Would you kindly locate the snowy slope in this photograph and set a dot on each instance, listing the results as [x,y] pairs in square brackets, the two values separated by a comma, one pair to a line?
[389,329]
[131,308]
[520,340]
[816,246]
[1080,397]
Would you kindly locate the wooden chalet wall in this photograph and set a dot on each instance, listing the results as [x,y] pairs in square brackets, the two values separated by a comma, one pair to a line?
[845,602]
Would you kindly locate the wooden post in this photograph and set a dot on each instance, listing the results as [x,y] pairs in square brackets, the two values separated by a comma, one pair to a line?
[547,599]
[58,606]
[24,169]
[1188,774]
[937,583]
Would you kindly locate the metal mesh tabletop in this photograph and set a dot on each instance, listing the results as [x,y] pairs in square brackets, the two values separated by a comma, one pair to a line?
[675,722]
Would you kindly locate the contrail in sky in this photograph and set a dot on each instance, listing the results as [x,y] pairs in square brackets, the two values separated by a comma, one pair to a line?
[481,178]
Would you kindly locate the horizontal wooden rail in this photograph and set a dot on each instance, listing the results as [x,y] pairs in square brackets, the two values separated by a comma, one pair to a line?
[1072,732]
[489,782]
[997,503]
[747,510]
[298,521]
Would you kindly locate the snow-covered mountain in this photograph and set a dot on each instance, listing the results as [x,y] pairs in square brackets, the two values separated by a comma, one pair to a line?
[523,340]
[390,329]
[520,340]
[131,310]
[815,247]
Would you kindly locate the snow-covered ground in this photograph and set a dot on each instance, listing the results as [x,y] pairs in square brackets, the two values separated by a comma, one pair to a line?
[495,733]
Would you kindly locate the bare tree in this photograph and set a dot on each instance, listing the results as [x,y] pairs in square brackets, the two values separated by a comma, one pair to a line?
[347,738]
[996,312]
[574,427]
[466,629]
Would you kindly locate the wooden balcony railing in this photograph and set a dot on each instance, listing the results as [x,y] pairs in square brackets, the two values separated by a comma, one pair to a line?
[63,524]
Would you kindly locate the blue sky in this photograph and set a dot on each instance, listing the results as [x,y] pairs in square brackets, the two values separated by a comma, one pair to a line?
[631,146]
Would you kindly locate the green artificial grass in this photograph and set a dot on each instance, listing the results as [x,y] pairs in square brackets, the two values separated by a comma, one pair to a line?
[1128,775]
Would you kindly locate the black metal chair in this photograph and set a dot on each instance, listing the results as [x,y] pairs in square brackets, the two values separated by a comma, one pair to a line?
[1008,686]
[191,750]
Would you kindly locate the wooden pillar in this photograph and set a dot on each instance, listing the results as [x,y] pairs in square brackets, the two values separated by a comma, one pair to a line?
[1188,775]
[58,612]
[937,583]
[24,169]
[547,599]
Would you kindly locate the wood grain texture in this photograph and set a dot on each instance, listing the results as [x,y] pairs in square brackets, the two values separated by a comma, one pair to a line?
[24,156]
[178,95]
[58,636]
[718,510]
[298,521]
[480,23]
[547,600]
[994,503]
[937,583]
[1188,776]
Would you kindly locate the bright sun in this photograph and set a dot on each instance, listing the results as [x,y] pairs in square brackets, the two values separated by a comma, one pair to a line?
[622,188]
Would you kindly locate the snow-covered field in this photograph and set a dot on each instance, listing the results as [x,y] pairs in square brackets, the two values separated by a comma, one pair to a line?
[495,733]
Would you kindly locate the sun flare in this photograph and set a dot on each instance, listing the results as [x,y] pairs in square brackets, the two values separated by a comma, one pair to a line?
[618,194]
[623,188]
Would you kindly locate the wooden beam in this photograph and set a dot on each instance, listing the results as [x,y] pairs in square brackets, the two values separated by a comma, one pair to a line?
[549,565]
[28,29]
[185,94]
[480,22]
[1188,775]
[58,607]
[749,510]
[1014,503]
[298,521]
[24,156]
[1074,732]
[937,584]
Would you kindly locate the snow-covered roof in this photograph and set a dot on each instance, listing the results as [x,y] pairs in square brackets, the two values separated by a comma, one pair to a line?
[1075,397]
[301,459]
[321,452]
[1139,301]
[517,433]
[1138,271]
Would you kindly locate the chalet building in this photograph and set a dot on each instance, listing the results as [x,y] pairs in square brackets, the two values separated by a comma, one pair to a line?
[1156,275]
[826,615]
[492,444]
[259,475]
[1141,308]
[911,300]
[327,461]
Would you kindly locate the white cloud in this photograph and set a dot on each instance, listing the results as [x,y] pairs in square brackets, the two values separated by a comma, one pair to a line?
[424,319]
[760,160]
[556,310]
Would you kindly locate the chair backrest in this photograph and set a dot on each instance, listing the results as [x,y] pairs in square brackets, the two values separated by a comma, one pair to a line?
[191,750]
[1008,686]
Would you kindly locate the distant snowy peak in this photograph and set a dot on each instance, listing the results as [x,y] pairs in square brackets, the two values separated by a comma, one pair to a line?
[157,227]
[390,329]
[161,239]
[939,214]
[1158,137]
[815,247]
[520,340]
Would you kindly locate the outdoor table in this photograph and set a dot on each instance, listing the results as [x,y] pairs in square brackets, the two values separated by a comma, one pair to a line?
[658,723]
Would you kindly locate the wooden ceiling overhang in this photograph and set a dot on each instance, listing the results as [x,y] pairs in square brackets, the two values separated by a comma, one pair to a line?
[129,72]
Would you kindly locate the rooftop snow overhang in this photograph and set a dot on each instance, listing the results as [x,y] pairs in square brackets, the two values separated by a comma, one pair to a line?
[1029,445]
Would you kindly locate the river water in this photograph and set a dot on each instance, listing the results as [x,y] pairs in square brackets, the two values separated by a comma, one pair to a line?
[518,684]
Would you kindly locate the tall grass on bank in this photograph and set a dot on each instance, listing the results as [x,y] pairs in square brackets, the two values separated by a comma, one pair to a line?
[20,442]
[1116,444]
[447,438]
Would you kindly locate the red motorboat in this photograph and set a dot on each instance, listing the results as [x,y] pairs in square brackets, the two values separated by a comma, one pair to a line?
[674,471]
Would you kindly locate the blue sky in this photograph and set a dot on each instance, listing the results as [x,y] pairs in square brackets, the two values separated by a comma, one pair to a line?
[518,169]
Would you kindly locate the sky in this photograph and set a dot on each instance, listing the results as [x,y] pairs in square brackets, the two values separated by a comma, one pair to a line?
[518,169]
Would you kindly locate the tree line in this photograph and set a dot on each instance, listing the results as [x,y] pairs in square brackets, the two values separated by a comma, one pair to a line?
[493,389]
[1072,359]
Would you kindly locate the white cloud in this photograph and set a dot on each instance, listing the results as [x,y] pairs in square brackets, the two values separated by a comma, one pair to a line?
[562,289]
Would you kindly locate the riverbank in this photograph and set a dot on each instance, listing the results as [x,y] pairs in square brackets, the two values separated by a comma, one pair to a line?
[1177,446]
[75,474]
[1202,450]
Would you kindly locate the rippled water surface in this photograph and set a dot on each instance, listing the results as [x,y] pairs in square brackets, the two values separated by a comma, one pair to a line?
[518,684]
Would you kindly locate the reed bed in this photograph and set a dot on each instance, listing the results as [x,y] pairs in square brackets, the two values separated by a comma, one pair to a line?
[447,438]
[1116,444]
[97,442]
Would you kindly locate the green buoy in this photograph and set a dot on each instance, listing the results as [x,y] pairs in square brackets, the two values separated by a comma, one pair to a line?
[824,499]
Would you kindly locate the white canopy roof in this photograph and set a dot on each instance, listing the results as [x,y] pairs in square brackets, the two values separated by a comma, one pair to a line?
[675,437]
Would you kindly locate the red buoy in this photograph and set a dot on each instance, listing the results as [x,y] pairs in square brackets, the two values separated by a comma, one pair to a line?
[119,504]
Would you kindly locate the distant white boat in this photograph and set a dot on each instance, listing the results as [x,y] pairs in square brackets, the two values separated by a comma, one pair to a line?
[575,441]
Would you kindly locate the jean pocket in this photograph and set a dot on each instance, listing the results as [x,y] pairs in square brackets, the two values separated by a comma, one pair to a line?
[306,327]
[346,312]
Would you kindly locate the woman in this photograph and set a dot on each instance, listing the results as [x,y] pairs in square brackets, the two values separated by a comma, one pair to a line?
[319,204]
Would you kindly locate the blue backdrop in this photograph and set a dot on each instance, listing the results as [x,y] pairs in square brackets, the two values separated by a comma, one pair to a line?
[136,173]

▶ [Directions] Give back, unchanged, every line from the one with "Would you kindly locate the red buoy" to the end of the entries above.

▶ [Exercise result]
Would you kindly locate the red buoy in this photograph and set a dot on each instance, listing the results as [x,y] pairs in square brackets, the two values separated by a comma, one pair to a line?
[119,504]
Would you kindly locate the distant white boat in this photograph and set a dot on each instance, listing the results as [x,y] pairs in square brackets, the two values separated by a comma, one pair to a line?
[575,441]
Would you kindly locate the jean pocket in this photograph and set a dot on each instance, listing the results as [x,y] pairs in square brackets, the two values separated by a comma, one pair to a line?
[306,327]
[346,312]
Would you kindly locate the woman in this photograph and set a dot on each instance, listing the results as [x,y] pairs in square brackets, the two values separated by a comma, one pair to a line?
[319,204]
Would you kindly locate the blue backdrop in this photograph and set a dot on each instance, listing the results as [x,y] pairs in square brackets, the two values separated by a comma, one pair to a line?
[136,173]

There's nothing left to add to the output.